*Problem requirements*:
Please print exactly the lines running from the one that contains "Task: point: the front" to the end of the data, with both lines included.

*Record excerpts*:
/---

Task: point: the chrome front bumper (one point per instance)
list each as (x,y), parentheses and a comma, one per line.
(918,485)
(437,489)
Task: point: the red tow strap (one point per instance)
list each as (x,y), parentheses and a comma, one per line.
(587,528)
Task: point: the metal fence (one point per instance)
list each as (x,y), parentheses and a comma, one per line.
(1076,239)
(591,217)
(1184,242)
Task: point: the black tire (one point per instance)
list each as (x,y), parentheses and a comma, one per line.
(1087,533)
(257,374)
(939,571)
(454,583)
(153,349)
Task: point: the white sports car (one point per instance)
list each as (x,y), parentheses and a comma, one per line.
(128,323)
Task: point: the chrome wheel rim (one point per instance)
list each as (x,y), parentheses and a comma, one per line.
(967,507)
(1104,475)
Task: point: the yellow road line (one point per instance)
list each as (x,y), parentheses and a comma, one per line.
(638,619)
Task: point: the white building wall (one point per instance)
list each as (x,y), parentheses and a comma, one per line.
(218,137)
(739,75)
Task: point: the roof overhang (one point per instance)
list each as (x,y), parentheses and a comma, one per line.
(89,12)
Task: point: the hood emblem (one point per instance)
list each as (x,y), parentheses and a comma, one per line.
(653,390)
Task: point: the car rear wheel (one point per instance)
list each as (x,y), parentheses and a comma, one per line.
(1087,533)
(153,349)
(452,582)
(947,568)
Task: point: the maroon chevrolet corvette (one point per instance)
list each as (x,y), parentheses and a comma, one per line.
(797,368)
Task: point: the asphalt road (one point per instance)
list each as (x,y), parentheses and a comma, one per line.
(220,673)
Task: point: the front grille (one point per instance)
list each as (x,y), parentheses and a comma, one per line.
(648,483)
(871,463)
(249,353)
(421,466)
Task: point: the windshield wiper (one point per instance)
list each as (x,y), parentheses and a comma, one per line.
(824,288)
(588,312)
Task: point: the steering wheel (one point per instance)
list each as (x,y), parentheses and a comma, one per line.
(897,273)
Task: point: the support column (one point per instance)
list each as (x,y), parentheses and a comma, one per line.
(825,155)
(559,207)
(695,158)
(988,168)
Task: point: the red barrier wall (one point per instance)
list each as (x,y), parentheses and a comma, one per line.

\---

*Problem solution*:
Task: point: the front grille (one point per instance)
list each as (x,y), parentheses and a comma, one per line.
(648,483)
(871,463)
(249,353)
(421,466)
Task: point: the windshield wiper (one point per instance)
list each as (x,y), parentheses and a comma, one per line.
(824,288)
(588,312)
Task: point: the steering wheel (one point per instance)
list each as (x,y), parentheses and a comma, one per line.
(897,273)
Task: point: the support column (one point per instance)
list each as (x,y), parentheses and a comma, one per line.
(825,155)
(559,207)
(695,158)
(988,168)
Task: point: the red barrier wall (one point per instance)
list each as (x,y), parentheses and a comma, one per line.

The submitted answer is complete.